▸ **Passage for review**
[Start of Attachment]

Full article
Measuring Quality in Law Firms: Towards an Integrated Client-Centered Model
Quality in legal services
Quality in legal services has become a strategic pillar for the competitiveness of law firms in an environment shaped by digitalization, transparency, and new client expectations. For decades, quality has been assessed mainly through internal parameters—billable hours, litigation success, profitability, or portfolio volume—which, although relevant, do not fully reflect the client’s experience or the final value of the service. In recent years, other professional service sectors have moved toward models centered on user-reported perceptions and outcomes. Healthcare is the clearest example: PREM (Patient-Reported Experience Measures) and PROM (Patient-Reported Outcome Measures) systems have transformed the way care quality is evaluated by placing the patient’s voice at the center. This raises the question of whether such an approach can be transferred to the legal field, where the relationship between professional and user shares key elements with the doctor-patient relationship.
In the legal context, quality can be understood as a multidimensional phenomenon in which technical expertise, the quality of lawyer-client interaction, process efficiency, and the client’s subjective perception of the support received and the final outcome all converge. The technical dimension—encompassing legal competence, argumentative precision, and regulatory updating—is essential, but not sufficient. The relational dimension carries increasing weight: the clarity with which risks are explained, the accessibility of the professional, the ability to manage expectations, and the empathy shown throughout the process. To this is added operational quality, visible in response times, internal coordination, technological tools, transparency in fees, and data protection. Finally, perceived quality represents the client’s overall emotional and cognitive synthesis of the entire experience.

[End of Attachment]

▸ **What you need to do**
a. According to the article on quality in law firms, what makes operational quality visible? List each one.
b. Reproduce the portion of the law-firm quality article that opens with the words containing "In the legal" and closes with "the entire experience.".
c. Extend the article on quality in law firms, picking up directly after its final sentence.
The items after this point come from a separate source.

▸ **Given records**

[Start of Attachment]

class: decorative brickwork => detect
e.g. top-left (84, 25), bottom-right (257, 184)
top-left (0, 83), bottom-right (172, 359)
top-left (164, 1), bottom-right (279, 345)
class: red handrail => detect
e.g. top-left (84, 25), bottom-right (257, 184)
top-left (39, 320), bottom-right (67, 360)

[End of Attachment]
[Start of Attachment]

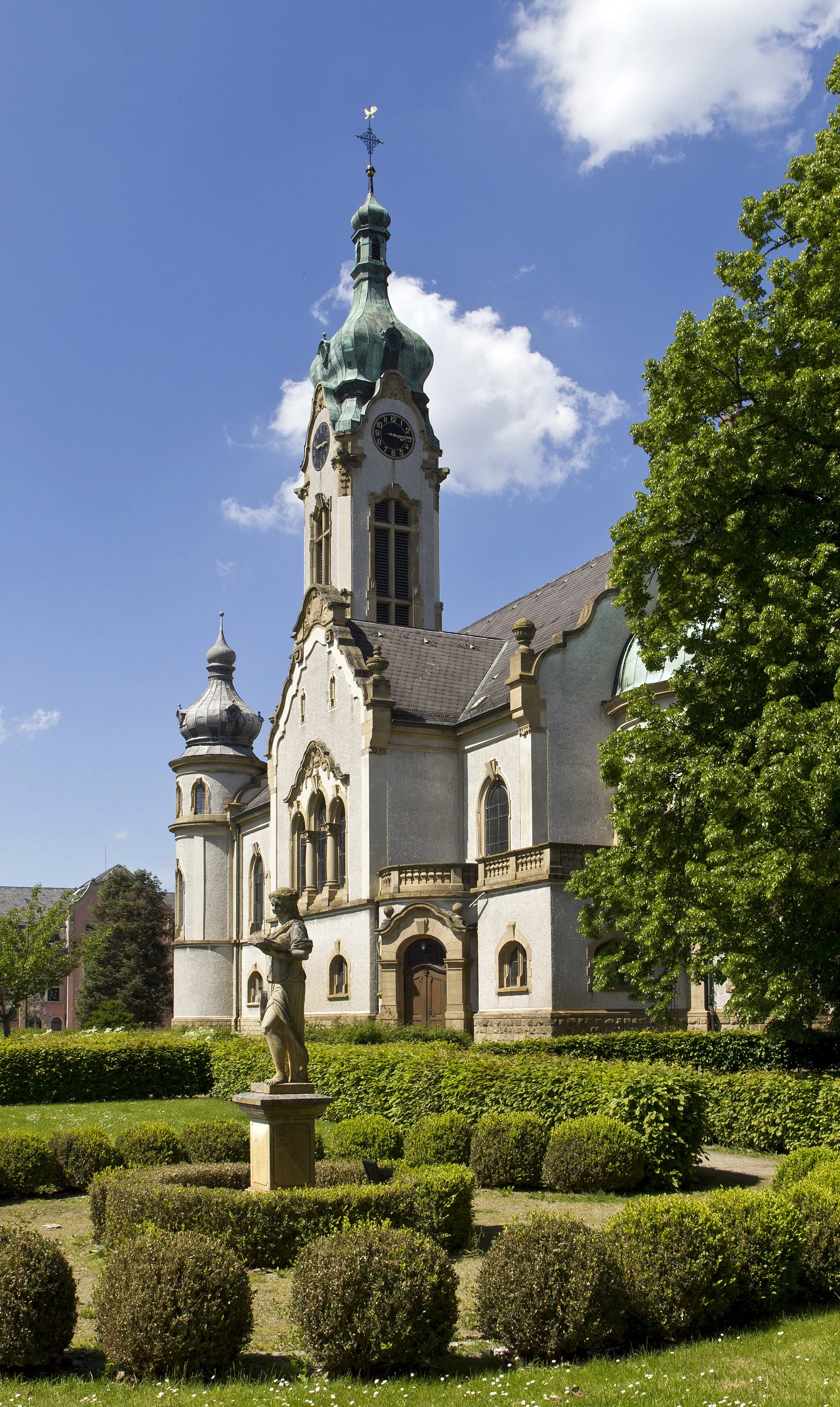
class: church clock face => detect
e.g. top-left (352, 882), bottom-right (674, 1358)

[End of Attachment]

▸ **Answers by task**
a.
- response times
- internal coordination
- technological tools
- transparency in fees
- data protection

b.
In the legal context, quality can be understood as a multidimensional phenomenon in which technical expertise, the quality of lawyer-client interaction, process efficiency, and the client’s subjective perception of the support received and the final outcome all converge. The technical dimension—encompassing legal competence, argumentative precision, and regulatory updating—is essential, but not sufficient. The relational dimension carries increasing weight: the clarity with which risks are explained, the accessibility of the professional, the ability to manage expectations, and the empathy shown throughout the process. To this is added operational quality, visible in response times, internal coordination, technological tools, transparency in fees, and data protection. Finally, perceived quality represents the client’s overall emotional and cognitive synthesis of the entire experience.

c.
The extrapolation of PREM and PROM models is especially relevant for this last dimension. Adapted to the legal field, they can become powerful tools for capturing both the client’s experience during the legal process (Legal PREM or L-PREM) and the client’s assessment of the outcome (Legal PROM or L-PROM). While the former would provide insight into how the client experienced each phase of their relationship with the firm—whether they understood the information, felt supported, and perceived transparency—the latter would help evaluate the impact of the legal service beyond procedural success: whether the outcome restored security, emotional stability, business certainty, or a sense of material justice. This perspective complements the purely technical view and highlights areas for improvement that would otherwise remain invisible.
Integrating these metrics into a management dashboard makes it possible to articulate a more complete view of the firm’s performance. The client perspective would gain real weight by combining L-PREM, L-PROM, overall satisfaction, and service-recommendation metrics. The internal perspective would continue to play a central role by focusing on process efficiency and team coordination. The learning and development dimension would capture the progress of technical, communicative, and digital skills, as well as professional wellbeing and talent retention. Finally, the economic perspective would include profitability, fee efficiency, and portfolio stability. The added value of this approach lies in its balance: it does not privilege financial outcomes alone but integrates the human, procedural, and relational dimensions that make legal services perceived as excellent.
The use of client-centered metrics nonetheless presents methodological challenges: it requires clear questions, avoidance of bias, confidentiality guarantees, and safeguards to ensure that professionals handling highly complex or emotionally charged cases are not unfairly penalized. Measurement must be rigorous, combining qualitative and quantitative data, and should be used with a spirit of continuous improvement rather than as a punitive control mechanism.
In short, the experience of the healthcare sector shows that systematically incorporating the user’s voice improves outcomes, strengthens trust, and enables the design of more efficient and humane services. Law firms have a similar opportunity: to move toward a comprehensive quality model that not only values technical excellence but also captures how clients experience their legal processes and what real impact they gain from them. Such an approach, structured through a balanced and experience-oriented dashboard, can become a differentiating factor in a market that is increasingly competitive and transparency-driven. This evolution would benefit not only the firms themselves but also the legal system as a whole by bringing it closer to citizen-oriented models and generating broader social value.